• TASK DETAILS:
Render every line of the material below as a JSON list of strings, with one string per line and blank lines omitted. Exclude the pictures from the output.

(Image object location entries)

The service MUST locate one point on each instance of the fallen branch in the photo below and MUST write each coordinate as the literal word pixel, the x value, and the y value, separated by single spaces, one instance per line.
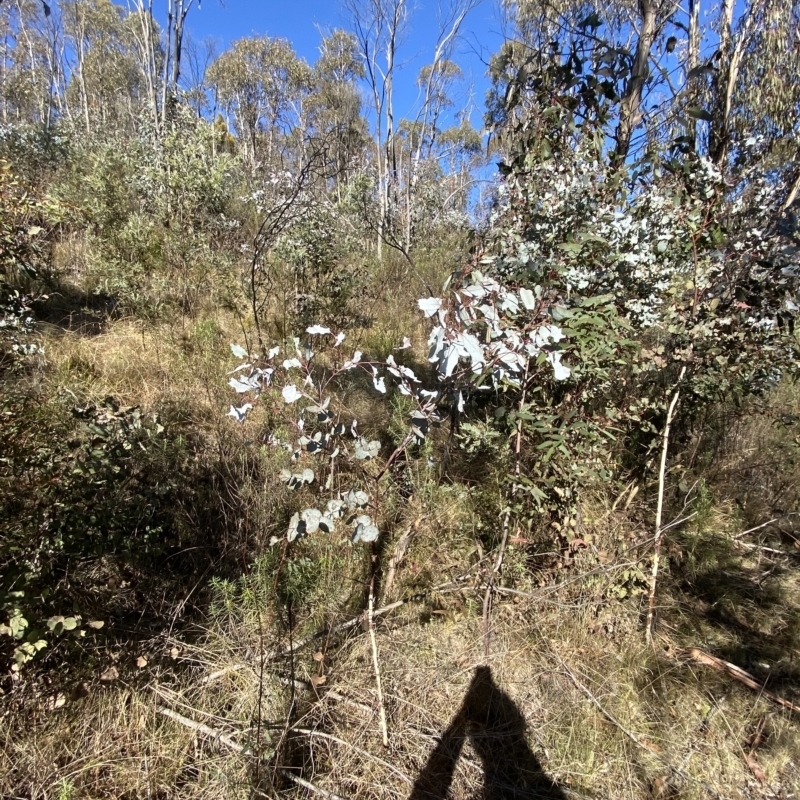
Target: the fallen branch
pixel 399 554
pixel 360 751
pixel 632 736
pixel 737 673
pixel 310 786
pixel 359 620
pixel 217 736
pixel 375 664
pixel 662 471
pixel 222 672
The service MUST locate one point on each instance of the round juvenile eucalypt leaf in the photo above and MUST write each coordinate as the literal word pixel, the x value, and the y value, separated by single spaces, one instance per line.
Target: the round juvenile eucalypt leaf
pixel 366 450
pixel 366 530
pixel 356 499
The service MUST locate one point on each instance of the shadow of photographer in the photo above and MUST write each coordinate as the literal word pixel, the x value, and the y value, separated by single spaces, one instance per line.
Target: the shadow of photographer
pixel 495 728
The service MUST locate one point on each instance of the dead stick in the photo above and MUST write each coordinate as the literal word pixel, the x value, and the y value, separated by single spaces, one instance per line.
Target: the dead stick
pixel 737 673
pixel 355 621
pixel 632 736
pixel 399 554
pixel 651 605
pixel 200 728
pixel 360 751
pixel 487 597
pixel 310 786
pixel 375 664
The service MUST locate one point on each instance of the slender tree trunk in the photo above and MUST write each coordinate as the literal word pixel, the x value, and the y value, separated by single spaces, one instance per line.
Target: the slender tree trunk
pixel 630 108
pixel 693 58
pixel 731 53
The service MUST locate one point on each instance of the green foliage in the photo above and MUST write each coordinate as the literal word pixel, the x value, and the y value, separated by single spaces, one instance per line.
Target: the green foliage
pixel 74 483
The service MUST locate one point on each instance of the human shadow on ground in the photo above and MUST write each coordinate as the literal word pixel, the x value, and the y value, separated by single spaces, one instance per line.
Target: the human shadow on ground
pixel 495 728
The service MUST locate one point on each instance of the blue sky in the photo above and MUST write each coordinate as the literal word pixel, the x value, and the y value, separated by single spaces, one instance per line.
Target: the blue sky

• REPLY:
[
  "The service MUST locate one point on each instance of the fallen branch in the photo below and MUST write each coordinate as the literal word pixel, the x value, and the y value, separated by single spaces, one instance per line.",
  "Target: the fallen branch",
  "pixel 399 554",
  "pixel 360 751",
  "pixel 632 736",
  "pixel 737 673",
  "pixel 310 786",
  "pixel 359 620",
  "pixel 217 736",
  "pixel 375 664",
  "pixel 662 471",
  "pixel 222 672",
  "The service MUST locate one point on each instance of the round juvenile eucalypt leaf in the photo above and MUST write each coordinate as the literal word pixel, the x value, and the y value, separated by single spaces, one instance per line.",
  "Target: the round juvenile eucalypt leaf",
  "pixel 366 450",
  "pixel 366 530",
  "pixel 356 499",
  "The service MUST locate one point on each instance of the shadow of photographer in the photo above and MUST write each coordinate as the literal word pixel, the x value, and the y value, separated by single spaces, one instance per line.",
  "Target: the shadow of photographer",
  "pixel 495 728",
  "The service MUST locate one point on each instance of the dead stick in the photo above and MUST write each coordinate as the literal word pixel, the x value, and the y value, separated by single spaces, one instance per line.",
  "Target: the dead stick",
  "pixel 737 673",
  "pixel 355 621",
  "pixel 632 736",
  "pixel 399 554",
  "pixel 651 605",
  "pixel 200 728",
  "pixel 360 751",
  "pixel 487 597",
  "pixel 310 786",
  "pixel 375 664",
  "The service MUST locate one point on each instance of the slender tree trunk in the photo above and MUST write each coordinate as the literal word pixel, the x value, and the y value, separated by single spaces, one instance per line.",
  "Target: the slender tree trunk",
  "pixel 630 108",
  "pixel 693 58",
  "pixel 731 53",
  "The service MUST locate one point on each instance of the green foliage in the photo above and MUST write each coordinate as the literal word pixel, the x value, and the y value, separated by single spaces, one instance per line.",
  "Target: the green foliage",
  "pixel 74 483",
  "The service MUST locate one point on each instance of the human shadow on ground in the photo above and MUST write each coordinate as the literal word pixel, the x value, and the y value, separated by single spaces, one instance per line.",
  "Target: the human shadow on ground",
  "pixel 495 728",
  "The service MUST locate one point on each instance of the blue sky in the photo above and MUST write each coordinate as the literal word pixel, the x value, and the y value, separated by single spaces, one instance per line.",
  "Target: the blue sky"
]